>> begin TEXT SHOWN

1) The Code Giveth and the Code Taketh Away
2) Congress to Save World from Spam
3) U.S. Cocaine Prices Steady
4) Quick Hits



- - The Once and Future Tax Cut - -

It is a truism that any tax cut is better than no tax cut. But the package that will soon be the law of the land comes close to disproving that.

It does cut marginal tax rates--at least in theory. Except the 15 percent bracket immediately drops to 10 percent, so only time will tell if the other brackets ever complete their nine-year migration downward.

Other real changes are similarly backloaded. Contribution limits for IRAs will rise from $2,000 to $5,000, but not until 2008. For 401(k) plans, contribution limits rise from $10,500 to $15,000, but only after 2006.

And the plan isn't just slow to move. It's temporary.

To make the square plan fit the budgetary round hole, Congress adopted the neat trick of "sunsetting" all the cuts in 2011. That means unless Congress acts, tax rates will zoom back up to their current levels. Forget stability
and predictability, we've got elections to win--or lose.

>> end TEXT SHOWN

■ **WORK TO DO**
Write the next part of the commentary on the backloaded, temporary tax cut, starting after its last sentence.

>> begin PROVIDED DATA

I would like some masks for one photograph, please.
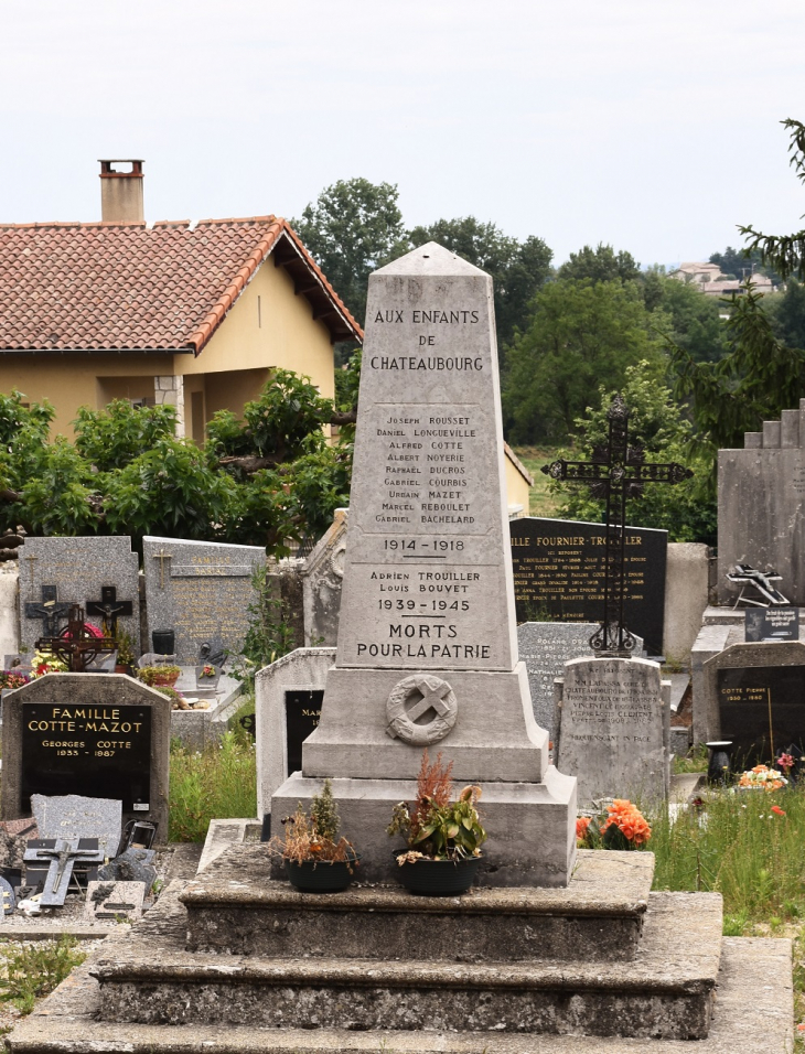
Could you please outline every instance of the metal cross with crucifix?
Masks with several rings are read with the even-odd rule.
[[[69,607],[71,604],[68,601],[58,600],[57,585],[43,585],[42,601],[39,604],[26,603],[25,617],[41,619],[42,635],[45,637],[55,637],[58,635],[60,620],[63,621],[65,619]]]
[[[50,652],[66,663],[73,674],[83,674],[87,664],[99,652],[114,652],[117,645],[112,637],[94,636],[86,627],[84,609],[72,604],[66,630],[57,637],[40,637],[37,652]]]
[[[88,845],[87,845],[88,843]],[[99,864],[104,862],[104,850],[98,848],[97,838],[58,838],[53,848],[35,845],[25,850],[25,863],[46,863],[47,878],[40,899],[43,907],[61,907],[67,896],[73,868],[76,864]]]
[[[626,498],[640,497],[646,483],[681,483],[690,469],[674,462],[647,464],[642,447],[629,445],[629,407],[616,395],[607,411],[609,442],[593,448],[592,461],[555,461],[543,472],[567,483],[587,483],[593,497],[607,499],[604,550],[604,613],[590,646],[601,657],[629,658],[635,638],[626,628],[623,603],[626,593]]]
[[[117,599],[116,585],[101,585],[100,600],[87,601],[87,614],[100,615],[104,620],[104,630],[112,637],[117,637],[117,621],[120,615],[130,615],[131,612],[130,600]]]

>> end PROVIDED DATA

■ **TASK RESULT**
Even more cynical is the treatment of the alternative minimum tax. The AMT was created back when marginal rates were even higher, but loopholes were even
more plentiful.

The AMT was meant to apply tax to wealthy taxpayers who had somehow accumulated enough deductions to avoid all tax. But now the AMT can range into
middle-income areas. The plan moves to fix that, but it all goes away in 2005, just when many taxpayers will need it the most.

Meanwhile, the package makes the already dubious child tax credit refundable, putting even more Americans in a negative tax bracket. In effect, it's a spending program hidden in a tax bill. If and when a future Congress ever has to choose from cutting a spending program--let alone one that directly cuts checks for constituents--or raising taxes on "the rich" without a vote, you get three guesses which way they'll go.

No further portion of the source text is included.